● Exercise instructions: Please report how many lines in the entries below contain the string "wall". Matching is case-sensitive; give only the number.

-- Start of Source data --

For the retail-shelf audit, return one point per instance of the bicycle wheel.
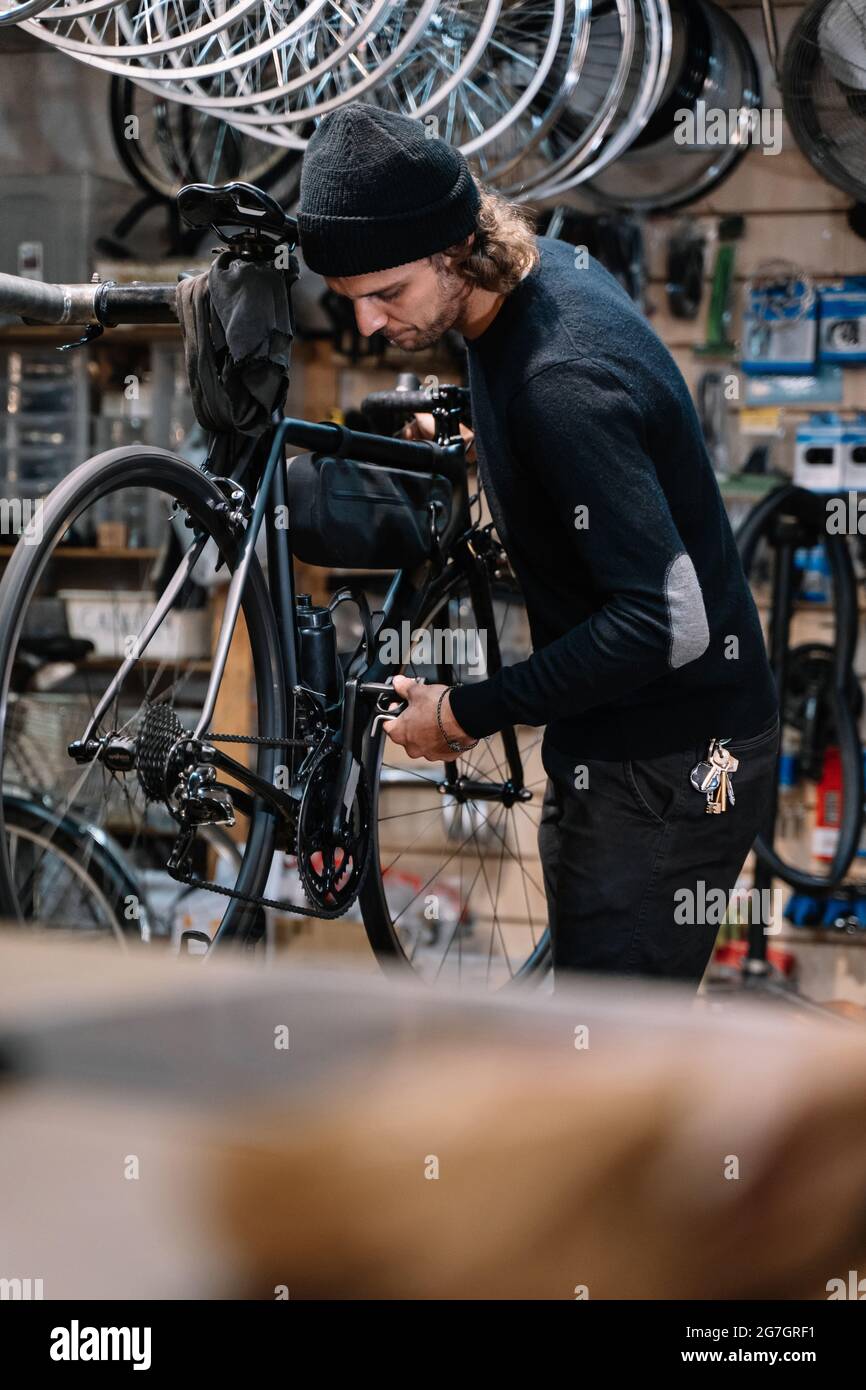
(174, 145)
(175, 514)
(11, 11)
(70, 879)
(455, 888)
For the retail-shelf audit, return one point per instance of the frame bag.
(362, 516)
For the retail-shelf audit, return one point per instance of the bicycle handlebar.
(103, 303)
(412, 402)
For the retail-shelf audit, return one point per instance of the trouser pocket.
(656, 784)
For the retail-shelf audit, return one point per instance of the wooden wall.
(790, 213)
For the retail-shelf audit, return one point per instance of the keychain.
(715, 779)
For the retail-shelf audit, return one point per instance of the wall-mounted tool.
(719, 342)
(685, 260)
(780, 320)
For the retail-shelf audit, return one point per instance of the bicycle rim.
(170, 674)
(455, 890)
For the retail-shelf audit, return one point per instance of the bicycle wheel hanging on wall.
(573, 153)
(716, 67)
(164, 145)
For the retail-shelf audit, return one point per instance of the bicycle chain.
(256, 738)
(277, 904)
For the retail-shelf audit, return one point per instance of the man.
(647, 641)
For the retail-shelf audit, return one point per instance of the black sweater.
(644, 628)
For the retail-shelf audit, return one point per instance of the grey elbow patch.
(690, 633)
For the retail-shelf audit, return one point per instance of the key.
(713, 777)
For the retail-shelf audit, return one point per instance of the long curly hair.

-- End of Source data --
-- Start of Source data --

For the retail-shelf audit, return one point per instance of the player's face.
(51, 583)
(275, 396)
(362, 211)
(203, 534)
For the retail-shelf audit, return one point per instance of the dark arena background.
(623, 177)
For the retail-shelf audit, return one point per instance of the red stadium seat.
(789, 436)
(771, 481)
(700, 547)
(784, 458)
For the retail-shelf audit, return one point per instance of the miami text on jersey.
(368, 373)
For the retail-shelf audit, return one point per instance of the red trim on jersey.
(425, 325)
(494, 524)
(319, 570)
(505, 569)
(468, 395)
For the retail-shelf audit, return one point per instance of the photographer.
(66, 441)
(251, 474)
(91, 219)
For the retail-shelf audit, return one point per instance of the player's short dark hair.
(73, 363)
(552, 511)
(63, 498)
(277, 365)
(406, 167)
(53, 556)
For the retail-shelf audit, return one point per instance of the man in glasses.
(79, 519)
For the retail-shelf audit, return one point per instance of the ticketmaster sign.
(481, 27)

-- End of Source data --

● Full answer: 3